> WORK INSTRUCTIONS: Reproduce the material below, switching every "silhouetted tree" to "backlit tree" and leaving all other text unchanged.

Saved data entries
>> START
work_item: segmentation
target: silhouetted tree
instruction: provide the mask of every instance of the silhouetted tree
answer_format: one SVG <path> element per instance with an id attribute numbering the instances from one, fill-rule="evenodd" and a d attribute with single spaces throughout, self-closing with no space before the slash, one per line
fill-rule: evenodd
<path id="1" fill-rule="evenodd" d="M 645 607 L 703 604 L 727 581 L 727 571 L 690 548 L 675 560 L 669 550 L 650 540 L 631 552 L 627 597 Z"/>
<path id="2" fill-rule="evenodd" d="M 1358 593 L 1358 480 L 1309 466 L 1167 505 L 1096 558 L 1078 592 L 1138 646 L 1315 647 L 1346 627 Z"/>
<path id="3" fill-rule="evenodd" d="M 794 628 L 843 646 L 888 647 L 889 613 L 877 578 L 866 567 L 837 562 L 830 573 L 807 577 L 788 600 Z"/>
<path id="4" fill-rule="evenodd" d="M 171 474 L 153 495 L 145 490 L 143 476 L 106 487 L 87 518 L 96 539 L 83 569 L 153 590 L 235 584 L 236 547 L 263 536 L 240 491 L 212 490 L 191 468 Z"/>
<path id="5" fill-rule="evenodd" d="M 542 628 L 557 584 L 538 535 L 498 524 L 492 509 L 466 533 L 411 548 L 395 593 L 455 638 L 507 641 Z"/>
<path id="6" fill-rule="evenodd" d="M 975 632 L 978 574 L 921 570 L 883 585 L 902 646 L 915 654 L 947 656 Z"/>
>> END
> ANSWER IN FULL:
work_item: segmentation
target: backlit tree
instruction: provide the mask of every instance of the backlit tree
answer_format: one SVG <path> element per instance with an id attribute numbering the instances from one, fill-rule="evenodd" and a d attribute with single spaces throughout, self-closing with no space before the slash, one per line
fill-rule: evenodd
<path id="1" fill-rule="evenodd" d="M 645 607 L 703 604 L 727 581 L 727 571 L 690 548 L 675 560 L 669 550 L 650 540 L 631 552 L 627 597 Z"/>
<path id="2" fill-rule="evenodd" d="M 1358 593 L 1358 480 L 1309 466 L 1167 505 L 1096 558 L 1078 592 L 1138 646 L 1315 647 L 1346 627 Z"/>
<path id="3" fill-rule="evenodd" d="M 794 628 L 843 646 L 888 647 L 889 613 L 877 578 L 866 567 L 837 562 L 830 573 L 807 577 L 788 600 Z"/>
<path id="4" fill-rule="evenodd" d="M 171 474 L 153 495 L 145 490 L 143 476 L 106 487 L 87 518 L 96 539 L 83 569 L 153 590 L 235 584 L 236 547 L 263 536 L 240 491 L 212 490 L 191 468 Z"/>
<path id="5" fill-rule="evenodd" d="M 542 628 L 557 584 L 538 535 L 498 524 L 492 509 L 466 533 L 411 548 L 395 593 L 455 638 L 507 641 Z"/>
<path id="6" fill-rule="evenodd" d="M 975 632 L 978 574 L 921 570 L 883 585 L 902 646 L 915 654 L 947 656 Z"/>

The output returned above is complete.